# Texte
Récit « impartial » selon le narrateur ; déconcertant en tout cas, puisqu’il nous livre les deux voleurs du point de vue des villageois, ces derniers présentés comme ridicules et abjects. Ce sont bien les paroles des villageois, leurs mots, leurs valeurs qui imprègnent le texte de Fénéon, et malgré cela, le lecteur n’adhère pas à ces discours.

La satire de la justice (celle des villageois) est parfaitement visible (« - Oui, rendez grâces à Dieu. Nous sommes justes, mais nous sommes cléments. - C’est vrai, interrompit un paysan qui vomissait à l’écart. ») mais cette justice n’en triomphe pas moins : les vagabonds repartent plus démunis que jamais.

# Données fournies

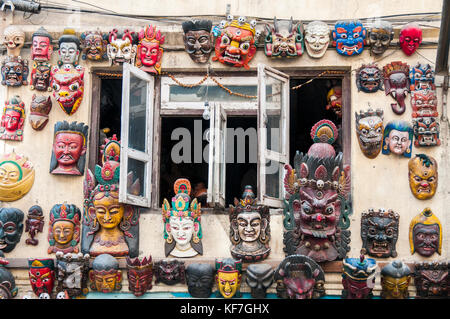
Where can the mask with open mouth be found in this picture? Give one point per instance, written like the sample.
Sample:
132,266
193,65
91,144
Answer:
379,232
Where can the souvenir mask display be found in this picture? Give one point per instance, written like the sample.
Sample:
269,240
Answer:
284,39
317,189
34,224
349,37
425,234
68,86
249,228
369,78
105,275
410,38
140,275
299,277
42,275
395,278
358,277
11,228
69,148
369,130
259,278
431,280
426,131
397,138
235,45
170,271
40,107
228,277
14,71
423,176
108,226
13,39
40,76
72,274
149,50
64,228
41,47
182,227
380,35
379,232
317,38
396,83
93,45
13,119
200,280
198,40
334,100
16,176
121,47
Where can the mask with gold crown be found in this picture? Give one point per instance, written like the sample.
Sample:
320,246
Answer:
317,199
182,227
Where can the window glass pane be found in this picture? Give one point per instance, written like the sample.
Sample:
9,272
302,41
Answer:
137,116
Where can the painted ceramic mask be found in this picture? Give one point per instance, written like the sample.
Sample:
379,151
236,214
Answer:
200,280
284,39
396,83
380,35
369,130
149,50
334,100
34,224
13,119
379,232
249,228
121,47
13,39
424,103
40,107
235,45
11,228
395,278
93,45
68,86
16,176
316,212
41,47
369,78
317,38
42,275
41,76
422,77
182,227
426,131
72,274
410,38
228,277
431,280
108,226
64,228
69,148
425,234
105,275
259,277
170,271
299,277
14,71
423,176
397,138
140,275
198,40
358,277
349,37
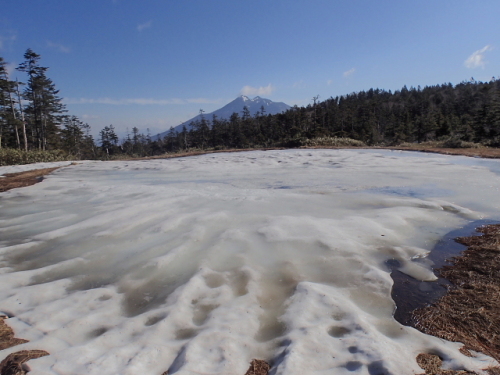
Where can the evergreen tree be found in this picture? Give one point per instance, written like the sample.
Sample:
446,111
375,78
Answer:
44,109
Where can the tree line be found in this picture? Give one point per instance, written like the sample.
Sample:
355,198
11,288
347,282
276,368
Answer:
464,113
33,117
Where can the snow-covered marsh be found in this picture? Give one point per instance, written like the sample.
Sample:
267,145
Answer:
197,265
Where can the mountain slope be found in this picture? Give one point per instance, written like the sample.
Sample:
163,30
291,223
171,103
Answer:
254,105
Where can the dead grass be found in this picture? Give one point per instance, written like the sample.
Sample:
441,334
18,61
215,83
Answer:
484,152
7,338
431,364
22,179
470,311
15,363
258,367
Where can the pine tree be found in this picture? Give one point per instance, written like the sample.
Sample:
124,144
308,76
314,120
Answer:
44,107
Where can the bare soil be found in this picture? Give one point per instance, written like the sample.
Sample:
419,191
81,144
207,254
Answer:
15,363
470,311
483,152
22,179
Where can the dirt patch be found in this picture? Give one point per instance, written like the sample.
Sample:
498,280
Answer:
483,152
258,367
15,363
470,311
7,338
431,364
22,179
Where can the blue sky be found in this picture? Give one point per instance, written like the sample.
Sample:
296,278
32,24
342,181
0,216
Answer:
155,63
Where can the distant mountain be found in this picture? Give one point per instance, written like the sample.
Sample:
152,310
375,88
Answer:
254,105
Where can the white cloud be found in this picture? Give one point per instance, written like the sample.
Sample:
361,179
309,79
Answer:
145,25
349,72
58,46
299,84
7,39
140,101
90,117
10,68
249,90
476,60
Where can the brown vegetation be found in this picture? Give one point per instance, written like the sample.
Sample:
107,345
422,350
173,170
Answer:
14,364
481,152
470,311
22,179
258,367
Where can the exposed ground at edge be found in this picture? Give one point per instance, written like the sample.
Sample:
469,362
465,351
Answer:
469,312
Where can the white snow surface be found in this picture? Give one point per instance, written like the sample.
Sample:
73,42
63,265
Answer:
197,265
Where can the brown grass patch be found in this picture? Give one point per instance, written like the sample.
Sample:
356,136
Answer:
484,152
14,364
258,367
431,364
7,338
22,179
470,311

# Tâche à réaliser
Recopiez mot pour mot le passage du commentaire sur le récit de Fénéon, en commençant par « La satire de » et en allant jusqu'à « démunis que jamais. ».

# Solution proposée
La satire de la justice (celle des villageois) est parfaitement visible (« - Oui, rendez grâces à Dieu. Nous sommes justes, mais nous sommes cléments. - C’est vrai, interrompit un paysan qui vomissait à l’écart. ») mais cette justice n’en triomphe pas moins : les vagabonds repartent plus démunis que jamais.